**TASK PROMPT**
Can you copy out the lines below verbatim, starting with the line that contains "the pale blue" and ending with the line that contains "[1,357,847,685]", both included?

────────────────

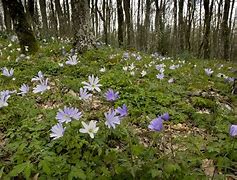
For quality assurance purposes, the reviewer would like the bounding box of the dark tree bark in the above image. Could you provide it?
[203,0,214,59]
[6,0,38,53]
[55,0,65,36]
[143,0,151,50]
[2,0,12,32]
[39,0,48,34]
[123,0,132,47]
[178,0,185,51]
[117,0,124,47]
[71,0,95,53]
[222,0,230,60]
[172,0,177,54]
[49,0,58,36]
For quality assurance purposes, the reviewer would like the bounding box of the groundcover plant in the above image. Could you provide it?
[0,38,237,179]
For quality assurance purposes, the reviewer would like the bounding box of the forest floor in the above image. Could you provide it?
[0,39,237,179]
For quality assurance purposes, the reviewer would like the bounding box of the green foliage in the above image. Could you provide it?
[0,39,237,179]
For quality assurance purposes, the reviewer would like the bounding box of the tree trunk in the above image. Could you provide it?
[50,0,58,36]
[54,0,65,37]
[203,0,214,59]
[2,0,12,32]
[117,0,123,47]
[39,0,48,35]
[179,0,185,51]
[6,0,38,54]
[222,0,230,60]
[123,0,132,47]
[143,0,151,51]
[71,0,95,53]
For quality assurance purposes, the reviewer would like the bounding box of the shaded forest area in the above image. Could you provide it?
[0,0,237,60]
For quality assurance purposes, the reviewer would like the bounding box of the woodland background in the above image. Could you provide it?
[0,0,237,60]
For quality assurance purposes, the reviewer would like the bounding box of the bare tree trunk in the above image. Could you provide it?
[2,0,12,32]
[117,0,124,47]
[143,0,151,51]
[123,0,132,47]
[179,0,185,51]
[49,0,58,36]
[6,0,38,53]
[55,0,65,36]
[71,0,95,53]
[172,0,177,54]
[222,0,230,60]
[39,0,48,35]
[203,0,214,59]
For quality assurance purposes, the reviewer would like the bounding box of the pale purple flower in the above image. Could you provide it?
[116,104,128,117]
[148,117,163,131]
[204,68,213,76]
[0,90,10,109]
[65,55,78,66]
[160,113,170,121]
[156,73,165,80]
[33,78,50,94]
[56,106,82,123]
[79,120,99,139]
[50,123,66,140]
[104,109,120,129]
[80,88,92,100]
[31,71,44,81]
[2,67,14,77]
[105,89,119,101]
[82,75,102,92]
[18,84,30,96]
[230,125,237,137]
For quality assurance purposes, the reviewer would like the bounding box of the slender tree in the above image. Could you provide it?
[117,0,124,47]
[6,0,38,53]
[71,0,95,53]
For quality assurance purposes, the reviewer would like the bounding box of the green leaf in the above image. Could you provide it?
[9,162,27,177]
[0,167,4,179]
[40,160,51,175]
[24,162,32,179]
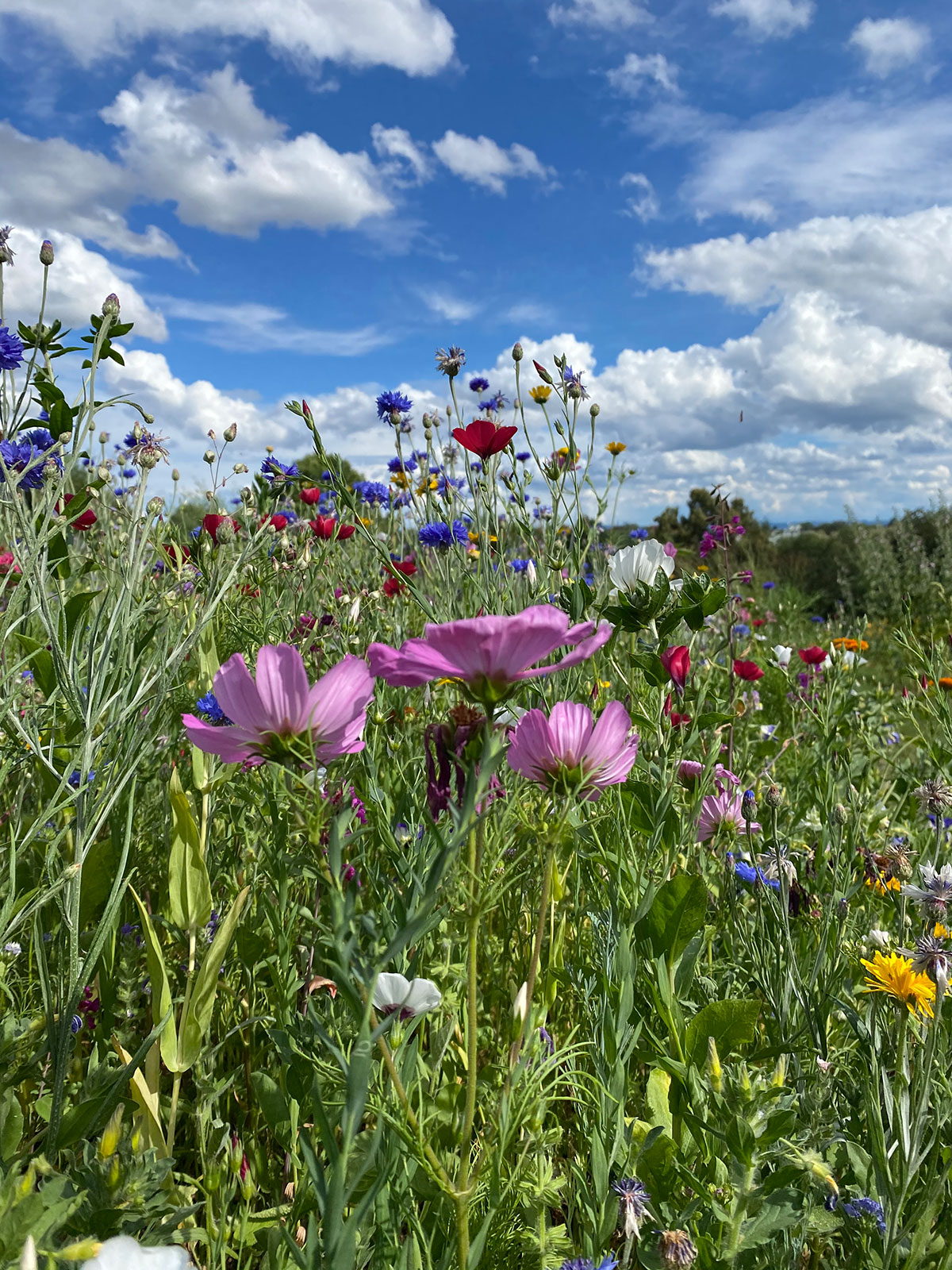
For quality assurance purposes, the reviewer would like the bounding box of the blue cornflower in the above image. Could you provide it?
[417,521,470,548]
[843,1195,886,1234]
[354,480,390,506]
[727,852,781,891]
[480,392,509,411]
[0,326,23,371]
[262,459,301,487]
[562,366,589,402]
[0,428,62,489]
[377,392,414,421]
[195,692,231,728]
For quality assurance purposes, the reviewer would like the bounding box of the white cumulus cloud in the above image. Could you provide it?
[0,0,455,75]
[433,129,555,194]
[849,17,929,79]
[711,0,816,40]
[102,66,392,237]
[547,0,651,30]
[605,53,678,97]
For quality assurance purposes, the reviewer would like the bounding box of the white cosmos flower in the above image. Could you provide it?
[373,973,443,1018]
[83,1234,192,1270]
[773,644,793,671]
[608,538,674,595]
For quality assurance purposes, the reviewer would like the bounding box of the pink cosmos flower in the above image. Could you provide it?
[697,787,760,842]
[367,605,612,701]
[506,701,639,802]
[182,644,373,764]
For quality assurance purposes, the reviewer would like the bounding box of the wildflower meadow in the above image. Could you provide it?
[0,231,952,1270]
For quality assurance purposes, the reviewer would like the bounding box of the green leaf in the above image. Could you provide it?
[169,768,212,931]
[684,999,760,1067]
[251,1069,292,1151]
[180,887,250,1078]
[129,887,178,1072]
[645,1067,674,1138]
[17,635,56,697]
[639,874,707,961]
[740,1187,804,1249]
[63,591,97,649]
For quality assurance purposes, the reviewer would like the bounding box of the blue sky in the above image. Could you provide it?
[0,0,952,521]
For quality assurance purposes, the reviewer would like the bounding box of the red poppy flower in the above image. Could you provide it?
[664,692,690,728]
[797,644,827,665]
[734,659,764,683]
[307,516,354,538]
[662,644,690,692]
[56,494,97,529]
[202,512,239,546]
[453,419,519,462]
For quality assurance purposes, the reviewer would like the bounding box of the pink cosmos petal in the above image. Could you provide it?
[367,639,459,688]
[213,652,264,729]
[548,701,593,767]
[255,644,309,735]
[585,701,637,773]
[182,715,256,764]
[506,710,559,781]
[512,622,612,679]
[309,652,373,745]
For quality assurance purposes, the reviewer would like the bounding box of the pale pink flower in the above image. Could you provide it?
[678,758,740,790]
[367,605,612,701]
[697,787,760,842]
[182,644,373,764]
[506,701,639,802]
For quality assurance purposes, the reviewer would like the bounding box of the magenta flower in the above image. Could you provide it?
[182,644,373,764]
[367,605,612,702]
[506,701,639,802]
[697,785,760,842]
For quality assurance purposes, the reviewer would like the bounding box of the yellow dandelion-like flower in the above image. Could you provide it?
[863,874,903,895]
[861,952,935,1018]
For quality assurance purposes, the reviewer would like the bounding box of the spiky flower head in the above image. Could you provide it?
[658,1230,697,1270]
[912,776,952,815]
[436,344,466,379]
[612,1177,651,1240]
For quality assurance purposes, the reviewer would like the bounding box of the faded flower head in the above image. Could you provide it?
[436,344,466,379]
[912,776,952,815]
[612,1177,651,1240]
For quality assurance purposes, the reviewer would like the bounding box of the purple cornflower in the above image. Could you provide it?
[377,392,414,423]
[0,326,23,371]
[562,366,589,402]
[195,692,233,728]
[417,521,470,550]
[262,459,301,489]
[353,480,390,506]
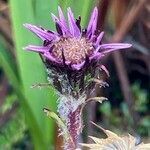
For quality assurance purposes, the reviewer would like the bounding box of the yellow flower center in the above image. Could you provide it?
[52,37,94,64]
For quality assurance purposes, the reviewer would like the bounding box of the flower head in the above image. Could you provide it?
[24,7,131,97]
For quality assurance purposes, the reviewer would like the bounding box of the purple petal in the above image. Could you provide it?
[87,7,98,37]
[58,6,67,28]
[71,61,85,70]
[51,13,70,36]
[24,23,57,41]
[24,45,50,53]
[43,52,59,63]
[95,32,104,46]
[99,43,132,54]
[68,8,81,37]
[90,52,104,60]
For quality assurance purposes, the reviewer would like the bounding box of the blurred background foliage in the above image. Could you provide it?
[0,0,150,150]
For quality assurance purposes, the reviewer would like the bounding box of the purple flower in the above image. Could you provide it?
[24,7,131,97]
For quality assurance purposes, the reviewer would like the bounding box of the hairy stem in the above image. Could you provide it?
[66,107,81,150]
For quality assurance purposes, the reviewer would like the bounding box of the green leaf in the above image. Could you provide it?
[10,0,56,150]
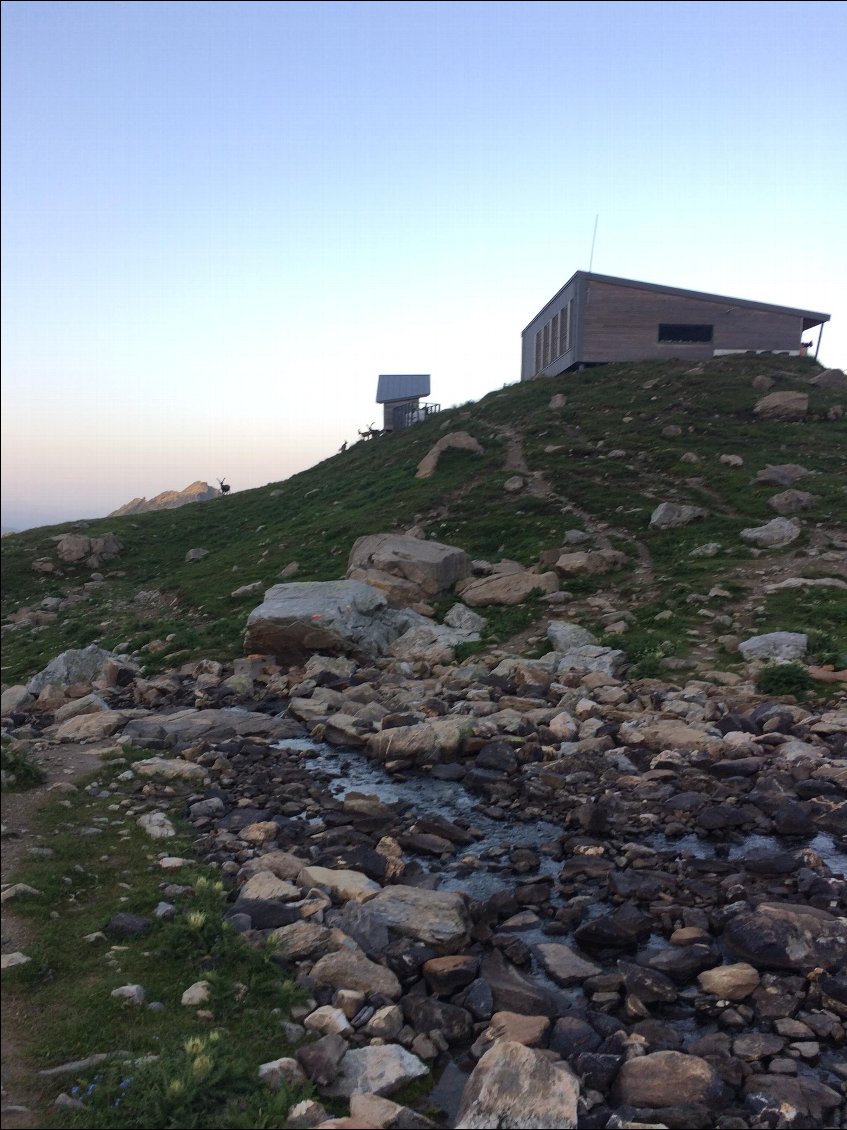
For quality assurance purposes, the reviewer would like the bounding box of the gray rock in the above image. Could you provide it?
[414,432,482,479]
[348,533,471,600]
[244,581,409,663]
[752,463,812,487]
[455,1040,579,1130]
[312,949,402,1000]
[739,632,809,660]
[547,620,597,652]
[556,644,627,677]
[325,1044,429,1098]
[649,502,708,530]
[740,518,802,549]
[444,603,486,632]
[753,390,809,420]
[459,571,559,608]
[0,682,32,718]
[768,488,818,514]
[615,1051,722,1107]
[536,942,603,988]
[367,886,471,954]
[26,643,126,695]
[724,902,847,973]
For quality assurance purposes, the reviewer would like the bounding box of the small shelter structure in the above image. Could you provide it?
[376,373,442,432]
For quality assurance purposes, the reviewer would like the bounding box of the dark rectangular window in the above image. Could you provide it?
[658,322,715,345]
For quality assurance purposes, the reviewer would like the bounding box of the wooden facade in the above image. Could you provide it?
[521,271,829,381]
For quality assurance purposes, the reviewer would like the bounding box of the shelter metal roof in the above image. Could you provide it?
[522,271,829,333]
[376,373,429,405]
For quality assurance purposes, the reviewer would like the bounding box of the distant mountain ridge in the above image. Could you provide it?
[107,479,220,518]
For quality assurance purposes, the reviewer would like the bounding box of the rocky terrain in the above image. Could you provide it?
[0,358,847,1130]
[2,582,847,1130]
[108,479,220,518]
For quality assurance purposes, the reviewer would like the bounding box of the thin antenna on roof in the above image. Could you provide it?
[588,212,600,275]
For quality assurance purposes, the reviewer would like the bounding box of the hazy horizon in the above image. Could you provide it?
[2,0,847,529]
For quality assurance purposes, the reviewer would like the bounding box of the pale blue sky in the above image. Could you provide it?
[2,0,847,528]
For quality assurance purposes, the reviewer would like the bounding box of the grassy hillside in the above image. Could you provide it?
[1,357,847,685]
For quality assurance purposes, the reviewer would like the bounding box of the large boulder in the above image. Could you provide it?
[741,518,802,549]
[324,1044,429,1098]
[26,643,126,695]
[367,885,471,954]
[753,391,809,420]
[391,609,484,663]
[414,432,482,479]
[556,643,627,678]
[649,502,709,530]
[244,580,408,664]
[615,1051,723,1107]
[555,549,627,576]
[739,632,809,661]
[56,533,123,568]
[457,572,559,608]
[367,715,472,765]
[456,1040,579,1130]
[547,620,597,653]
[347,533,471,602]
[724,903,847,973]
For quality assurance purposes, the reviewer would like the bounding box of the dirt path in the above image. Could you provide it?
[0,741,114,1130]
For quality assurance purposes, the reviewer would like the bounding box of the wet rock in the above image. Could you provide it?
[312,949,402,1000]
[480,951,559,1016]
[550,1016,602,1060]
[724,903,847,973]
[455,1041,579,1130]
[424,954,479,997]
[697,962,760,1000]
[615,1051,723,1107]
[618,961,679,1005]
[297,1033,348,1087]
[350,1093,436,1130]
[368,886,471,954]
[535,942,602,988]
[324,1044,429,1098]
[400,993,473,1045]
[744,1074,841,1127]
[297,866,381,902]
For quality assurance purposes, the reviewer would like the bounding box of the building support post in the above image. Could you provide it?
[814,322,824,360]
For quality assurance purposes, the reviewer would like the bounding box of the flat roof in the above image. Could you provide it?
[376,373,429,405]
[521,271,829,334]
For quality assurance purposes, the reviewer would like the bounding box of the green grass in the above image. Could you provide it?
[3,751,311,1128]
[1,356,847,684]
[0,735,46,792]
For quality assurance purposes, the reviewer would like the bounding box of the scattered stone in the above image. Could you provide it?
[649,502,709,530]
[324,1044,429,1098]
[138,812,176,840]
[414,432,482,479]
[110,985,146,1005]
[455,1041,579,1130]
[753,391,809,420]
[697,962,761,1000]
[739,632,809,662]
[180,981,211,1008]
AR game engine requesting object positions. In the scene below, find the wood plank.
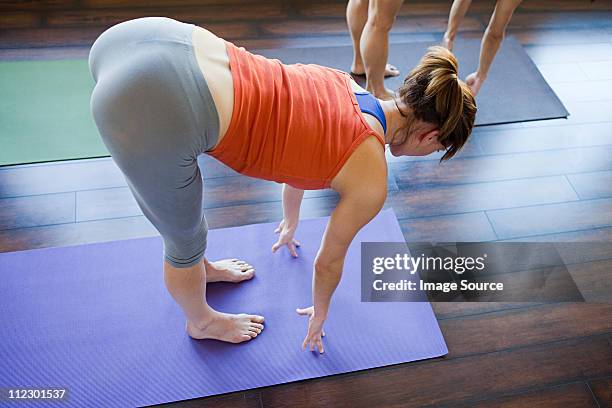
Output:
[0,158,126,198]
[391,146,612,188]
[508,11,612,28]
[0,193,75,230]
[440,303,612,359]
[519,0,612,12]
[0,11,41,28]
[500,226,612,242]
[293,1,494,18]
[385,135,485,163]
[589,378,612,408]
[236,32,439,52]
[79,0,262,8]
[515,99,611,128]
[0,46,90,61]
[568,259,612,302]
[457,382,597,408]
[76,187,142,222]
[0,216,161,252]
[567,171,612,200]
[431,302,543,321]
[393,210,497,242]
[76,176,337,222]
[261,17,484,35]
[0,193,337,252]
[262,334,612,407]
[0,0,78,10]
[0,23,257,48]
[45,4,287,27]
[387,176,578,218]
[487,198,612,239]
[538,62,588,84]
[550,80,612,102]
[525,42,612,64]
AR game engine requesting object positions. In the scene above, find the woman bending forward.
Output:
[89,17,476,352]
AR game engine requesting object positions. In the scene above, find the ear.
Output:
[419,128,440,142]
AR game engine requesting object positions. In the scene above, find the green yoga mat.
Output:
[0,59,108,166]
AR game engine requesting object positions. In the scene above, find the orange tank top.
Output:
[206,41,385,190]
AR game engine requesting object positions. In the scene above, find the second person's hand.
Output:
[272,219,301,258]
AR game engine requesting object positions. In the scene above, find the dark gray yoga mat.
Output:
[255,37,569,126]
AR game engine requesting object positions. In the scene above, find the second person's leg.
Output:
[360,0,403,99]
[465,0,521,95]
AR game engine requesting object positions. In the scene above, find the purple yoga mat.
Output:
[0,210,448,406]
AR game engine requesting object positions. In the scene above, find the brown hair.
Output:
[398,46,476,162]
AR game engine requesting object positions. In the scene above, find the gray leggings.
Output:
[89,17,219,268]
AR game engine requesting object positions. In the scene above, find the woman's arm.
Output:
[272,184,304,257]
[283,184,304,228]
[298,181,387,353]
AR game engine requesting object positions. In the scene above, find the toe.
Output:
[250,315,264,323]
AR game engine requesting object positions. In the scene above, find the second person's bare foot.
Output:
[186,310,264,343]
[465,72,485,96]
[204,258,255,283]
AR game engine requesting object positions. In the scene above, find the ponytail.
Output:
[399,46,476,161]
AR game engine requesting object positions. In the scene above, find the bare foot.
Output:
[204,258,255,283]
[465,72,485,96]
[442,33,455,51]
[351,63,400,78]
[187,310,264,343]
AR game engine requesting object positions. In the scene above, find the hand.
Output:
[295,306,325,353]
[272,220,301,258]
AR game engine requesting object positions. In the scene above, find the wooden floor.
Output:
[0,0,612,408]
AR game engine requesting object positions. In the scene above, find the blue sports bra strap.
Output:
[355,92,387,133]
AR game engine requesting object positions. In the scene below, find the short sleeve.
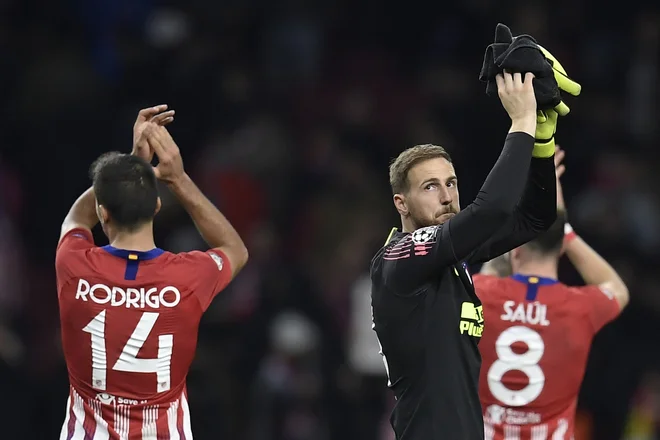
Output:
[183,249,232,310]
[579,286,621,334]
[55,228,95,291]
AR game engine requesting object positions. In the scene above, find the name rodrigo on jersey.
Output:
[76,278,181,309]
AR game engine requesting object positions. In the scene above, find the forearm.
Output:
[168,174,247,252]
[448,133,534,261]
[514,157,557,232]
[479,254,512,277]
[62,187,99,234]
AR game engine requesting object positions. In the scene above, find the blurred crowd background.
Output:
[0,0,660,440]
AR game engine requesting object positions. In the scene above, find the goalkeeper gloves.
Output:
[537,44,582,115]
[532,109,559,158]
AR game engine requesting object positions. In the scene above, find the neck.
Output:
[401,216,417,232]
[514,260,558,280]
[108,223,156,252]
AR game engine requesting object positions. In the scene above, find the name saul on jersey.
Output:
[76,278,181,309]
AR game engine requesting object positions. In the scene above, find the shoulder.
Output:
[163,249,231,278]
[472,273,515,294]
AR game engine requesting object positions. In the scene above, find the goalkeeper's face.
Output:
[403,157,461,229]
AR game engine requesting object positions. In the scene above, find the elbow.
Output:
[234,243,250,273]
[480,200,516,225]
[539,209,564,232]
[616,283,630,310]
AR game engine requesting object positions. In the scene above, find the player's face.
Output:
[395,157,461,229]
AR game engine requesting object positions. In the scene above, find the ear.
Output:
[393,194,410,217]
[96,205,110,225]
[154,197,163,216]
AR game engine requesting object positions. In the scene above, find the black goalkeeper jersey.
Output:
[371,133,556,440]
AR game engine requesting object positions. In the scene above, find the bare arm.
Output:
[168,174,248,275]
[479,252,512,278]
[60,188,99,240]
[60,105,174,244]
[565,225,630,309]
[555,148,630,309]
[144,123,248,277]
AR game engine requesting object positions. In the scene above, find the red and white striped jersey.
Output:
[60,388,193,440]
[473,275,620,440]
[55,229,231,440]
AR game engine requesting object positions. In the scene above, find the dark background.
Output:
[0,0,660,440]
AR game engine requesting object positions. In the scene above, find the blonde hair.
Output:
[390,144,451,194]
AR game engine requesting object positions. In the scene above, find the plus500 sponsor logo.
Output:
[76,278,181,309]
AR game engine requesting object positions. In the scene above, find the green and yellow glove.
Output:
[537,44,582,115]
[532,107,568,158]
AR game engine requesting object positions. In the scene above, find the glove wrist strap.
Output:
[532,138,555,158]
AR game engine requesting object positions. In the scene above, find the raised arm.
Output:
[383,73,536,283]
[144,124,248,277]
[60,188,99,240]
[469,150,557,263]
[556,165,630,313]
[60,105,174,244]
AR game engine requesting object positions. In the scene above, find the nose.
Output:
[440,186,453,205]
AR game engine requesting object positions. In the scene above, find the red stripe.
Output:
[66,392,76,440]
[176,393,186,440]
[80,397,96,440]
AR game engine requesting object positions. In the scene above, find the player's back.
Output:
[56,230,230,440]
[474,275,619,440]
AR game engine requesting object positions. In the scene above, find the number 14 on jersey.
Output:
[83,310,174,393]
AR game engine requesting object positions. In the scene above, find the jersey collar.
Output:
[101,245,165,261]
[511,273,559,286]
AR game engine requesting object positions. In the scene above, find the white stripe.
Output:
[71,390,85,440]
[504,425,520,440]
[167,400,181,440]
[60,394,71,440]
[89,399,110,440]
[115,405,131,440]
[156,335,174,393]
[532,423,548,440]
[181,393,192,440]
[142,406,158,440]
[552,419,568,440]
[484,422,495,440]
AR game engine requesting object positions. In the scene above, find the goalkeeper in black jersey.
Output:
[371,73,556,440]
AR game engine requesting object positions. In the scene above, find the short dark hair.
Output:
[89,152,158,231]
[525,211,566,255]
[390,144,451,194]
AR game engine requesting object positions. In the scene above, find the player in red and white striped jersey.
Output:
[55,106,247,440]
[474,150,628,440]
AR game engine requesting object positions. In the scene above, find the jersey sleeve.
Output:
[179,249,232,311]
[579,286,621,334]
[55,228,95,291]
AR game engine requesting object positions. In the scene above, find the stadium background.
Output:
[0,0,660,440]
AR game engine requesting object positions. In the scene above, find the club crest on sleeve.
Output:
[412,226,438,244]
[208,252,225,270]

────────────────

**REPLY**
For quality assurance purposes, the reviewer would like the bounding box of the pale blue sky in the above image. Could you provide it?
[2,0,847,528]
For quality assurance purposes, the reviewer would like the bounding box of the grassy hillside in the above image. Could you provide it?
[1,357,847,685]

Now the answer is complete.